## [Exercise description]
Once the line containing "box: [474, 297, 541, 316]" is found, set down that line and each one after it exactly, through the end of the entries.

(Task material begins)

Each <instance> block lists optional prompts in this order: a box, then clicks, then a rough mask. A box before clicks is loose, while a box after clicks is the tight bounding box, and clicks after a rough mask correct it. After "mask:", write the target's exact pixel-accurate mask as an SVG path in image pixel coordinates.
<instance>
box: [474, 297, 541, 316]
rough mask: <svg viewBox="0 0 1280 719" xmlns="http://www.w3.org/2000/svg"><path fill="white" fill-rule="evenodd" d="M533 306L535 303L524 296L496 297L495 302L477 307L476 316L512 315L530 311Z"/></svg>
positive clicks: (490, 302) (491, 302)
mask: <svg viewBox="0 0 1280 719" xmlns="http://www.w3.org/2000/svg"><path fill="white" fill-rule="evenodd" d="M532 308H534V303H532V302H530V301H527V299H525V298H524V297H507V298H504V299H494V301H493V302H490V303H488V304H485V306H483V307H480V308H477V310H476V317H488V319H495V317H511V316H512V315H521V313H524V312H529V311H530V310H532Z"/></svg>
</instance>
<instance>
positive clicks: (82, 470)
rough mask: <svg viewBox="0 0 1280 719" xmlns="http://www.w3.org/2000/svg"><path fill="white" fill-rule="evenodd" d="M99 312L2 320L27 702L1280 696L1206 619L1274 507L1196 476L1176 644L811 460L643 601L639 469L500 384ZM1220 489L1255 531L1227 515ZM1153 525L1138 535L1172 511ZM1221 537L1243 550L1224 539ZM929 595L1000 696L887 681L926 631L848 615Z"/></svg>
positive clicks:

(Task material ends)

## [Response box]
box: [474, 297, 541, 316]
rough mask: <svg viewBox="0 0 1280 719" xmlns="http://www.w3.org/2000/svg"><path fill="white" fill-rule="evenodd" d="M533 306L535 303L524 296L496 297L495 302L477 307L476 316L512 315L530 311Z"/></svg>
positive clicks: (490, 302) (491, 302)
mask: <svg viewBox="0 0 1280 719" xmlns="http://www.w3.org/2000/svg"><path fill="white" fill-rule="evenodd" d="M532 308H534V303H532V302H530V301H527V299H525V298H524V297H507V298H504V299H494V301H493V302H490V303H488V304H485V306H483V307H480V308H477V310H476V317H488V319H495V317H511V316H512V315H521V313H524V312H529V311H530V310H532Z"/></svg>
</instance>
<instance>
positive clicks: (82, 470)
rough mask: <svg viewBox="0 0 1280 719" xmlns="http://www.w3.org/2000/svg"><path fill="white" fill-rule="evenodd" d="M99 312L2 320L27 702L1280 696L1206 619L1274 507L1196 476L1176 644L811 460L643 601L639 469L500 384ZM1220 489L1255 531L1227 515ZM1153 525L1138 535L1172 511ZM1221 537L1243 550L1224 539ZM929 595L1000 696L887 681L926 631L848 615Z"/></svg>
positive clicks:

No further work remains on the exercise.